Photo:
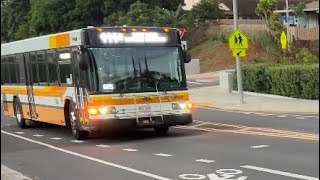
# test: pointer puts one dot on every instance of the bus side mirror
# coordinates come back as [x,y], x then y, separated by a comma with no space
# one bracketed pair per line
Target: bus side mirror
[83,61]
[186,57]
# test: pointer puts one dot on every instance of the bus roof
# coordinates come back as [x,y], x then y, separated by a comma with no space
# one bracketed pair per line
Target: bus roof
[59,40]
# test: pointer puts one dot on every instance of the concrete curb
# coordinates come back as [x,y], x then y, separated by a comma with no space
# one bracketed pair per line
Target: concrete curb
[239,109]
[10,174]
[266,95]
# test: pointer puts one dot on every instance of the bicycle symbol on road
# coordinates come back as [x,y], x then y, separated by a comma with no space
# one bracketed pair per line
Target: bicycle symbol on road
[221,174]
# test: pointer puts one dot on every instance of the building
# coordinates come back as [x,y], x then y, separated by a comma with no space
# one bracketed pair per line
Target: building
[246,8]
[309,20]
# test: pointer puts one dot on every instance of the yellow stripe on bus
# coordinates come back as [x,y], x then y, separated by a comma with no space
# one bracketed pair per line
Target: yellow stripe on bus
[56,91]
[108,100]
[59,40]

◆ WHAT YOU NEED TO DO ◆
Copy out every row above with its requests, increasing both numbers in each answer coordinate pair by 107. Leave the pictures out.

◆ COMPLETED EXERCISE ◆
Photo:
# test: pointer puts one dot on every instance of the bus side mirror
# coordinates come back as [x,y], x then y, separated by a comma with no space
# one bracketed pair per line
Target: bus side mirror
[190,168]
[293,164]
# test: pointer puts one dot on every instance of the bus roof
# coordinates come back as [x,y], x then y, separated by a comma with no space
# one bracketed pair per line
Target: bus roof
[166,147]
# test: pointer puts one dot on every instance of the concrete curb
# coordinates come back as [x,y], x then y, separated by a comma with no space
# one bracketed pair per line
Target: concrete curb
[346,216]
[117,281]
[373,202]
# test: pointer puts one dot on every instance of the bicycle symbol on road
# coordinates come back as [x,y], x then y, separated by a comma with no space
# one bracketed pair per line
Target: bicycle symbol on road
[328,281]
# test: pointer puts one dot on every instance of the building
# coordinates come back as [x,y], x then y, separated by a comma with no space
# one bracketed pair per line
Target: building
[353,115]
[416,127]
# test: pointer puts one dot on every instance of the yellow stripe on bus
# coordinates come back as [x,y], x then y, separated by a comma with no space
# one bracketed pair per line
Target: yellow stripe on bus
[163,198]
[215,207]
[166,147]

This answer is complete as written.